Those of you who have been following this issue closely are unlikely to be surprised by this, but it bears reporting anyway.

Remember that proposal by Senator Jeff Merkley for the nonpartisan CBO to score the supercommittee’s proposals for their impact on jobs, which I reported here last week?

Well, aides to members of the supercommittee say it’s unlikely to happen — because supercommittee members don’t want to relitigate the supercommittee’s rules and mission.

The proposal was always a long shot at best, but it had some support, with top labor leaders coming out for the idea last week, and Dems on the supercommittee appearing to be at least open to the proposal But after some discussion among supercommittee members, it appears unlikely to go anywhere, an aide to a member tells me.

“There’s not an appetite to relitigate the rules of the supercommittee,” the aide says. He tells me that the prevaling sentiment on the supercommittee is that there’s a provision in the committee’s rules that already provides for evaluation of its impact on jobs.

It’s true that the supercommittee rules stipulate that its final report include “a statement by the Joint Select Committee on the possible effects of the legislation on economic growth, employment, and United States competitiveness, if practicable.”

But Merkley has been arguing to colleagues that this isn’t enough. He says we need an independent outside body to evaluate the jobs impact of each individual proposal, to separate the good ideas from the bad, and to ensure that the evaluations don’t get caught up in committee politics.
---
Written tasks:
**A)** Duplicate the passage in the supercommittee article, starting with "Those of you" and going on through "here last week?".
**B)** In the supercommittee article, who came out in support of Merkley's idea last week?
---
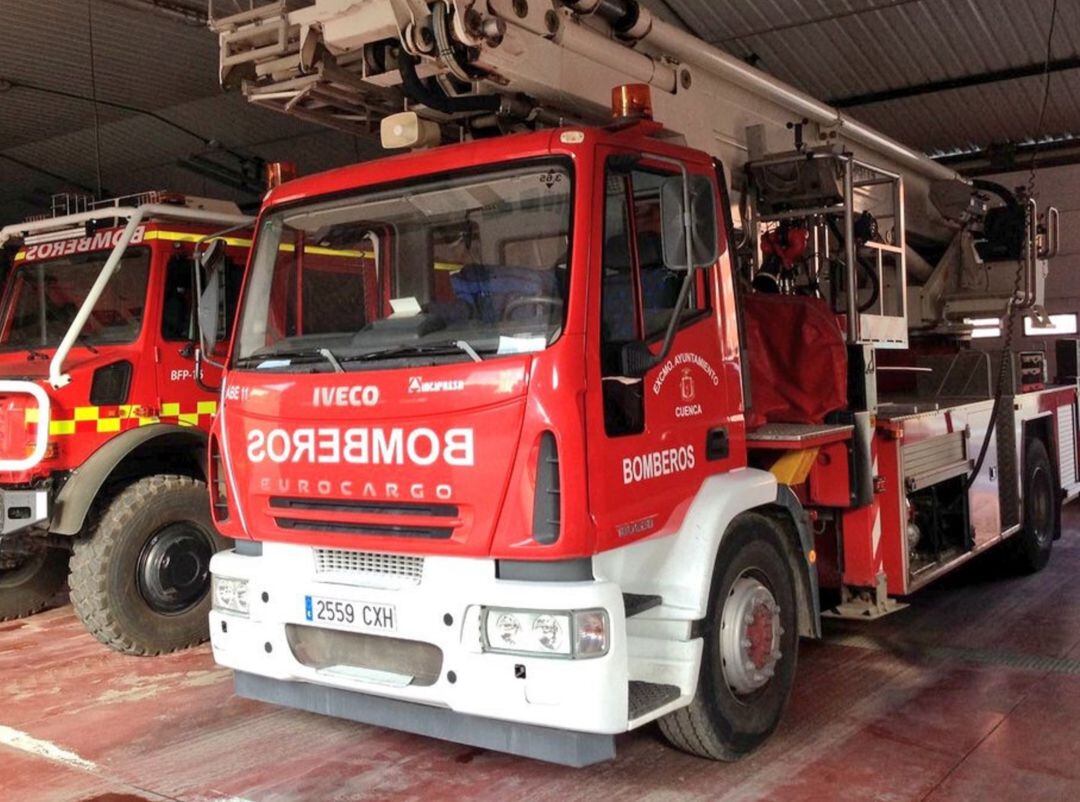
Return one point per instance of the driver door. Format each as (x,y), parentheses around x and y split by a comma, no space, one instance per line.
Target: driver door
(655,439)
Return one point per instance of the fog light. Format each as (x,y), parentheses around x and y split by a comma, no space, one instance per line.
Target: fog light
(230,595)
(547,633)
(590,627)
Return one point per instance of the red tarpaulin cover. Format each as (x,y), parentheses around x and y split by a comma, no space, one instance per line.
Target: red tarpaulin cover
(798,362)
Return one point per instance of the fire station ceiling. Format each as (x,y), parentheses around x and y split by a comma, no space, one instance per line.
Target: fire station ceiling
(950,77)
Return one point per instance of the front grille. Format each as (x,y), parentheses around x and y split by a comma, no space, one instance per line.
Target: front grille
(393,568)
(366,507)
(390,530)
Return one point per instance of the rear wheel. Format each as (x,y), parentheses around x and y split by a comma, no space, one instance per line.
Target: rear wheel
(30,576)
(1042,510)
(140,581)
(751,635)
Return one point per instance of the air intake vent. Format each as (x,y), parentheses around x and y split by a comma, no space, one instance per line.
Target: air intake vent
(547,502)
(369,568)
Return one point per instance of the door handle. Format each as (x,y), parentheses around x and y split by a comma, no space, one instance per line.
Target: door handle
(717,444)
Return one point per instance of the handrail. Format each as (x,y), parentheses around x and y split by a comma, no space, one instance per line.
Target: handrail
(56,376)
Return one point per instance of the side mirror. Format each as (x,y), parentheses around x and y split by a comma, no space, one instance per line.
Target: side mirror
(208,313)
(208,261)
(703,233)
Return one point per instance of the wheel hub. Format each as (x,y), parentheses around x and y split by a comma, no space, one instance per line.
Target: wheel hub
(173,569)
(750,636)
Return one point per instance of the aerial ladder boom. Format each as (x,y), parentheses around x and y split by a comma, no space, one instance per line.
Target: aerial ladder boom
(483,67)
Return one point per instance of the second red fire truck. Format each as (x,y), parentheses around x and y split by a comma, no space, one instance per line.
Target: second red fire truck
---
Final answers:
**A)**
Those of you who have been following this issue closely are unlikely to be surprised by this, but it bears reporting anyway.

Remember that proposal by Senator Jeff Merkley for the nonpartisan CBO to score the supercommittee’s proposals for their impact on jobs, which I reported here last week?

**B)** Top labor leaders.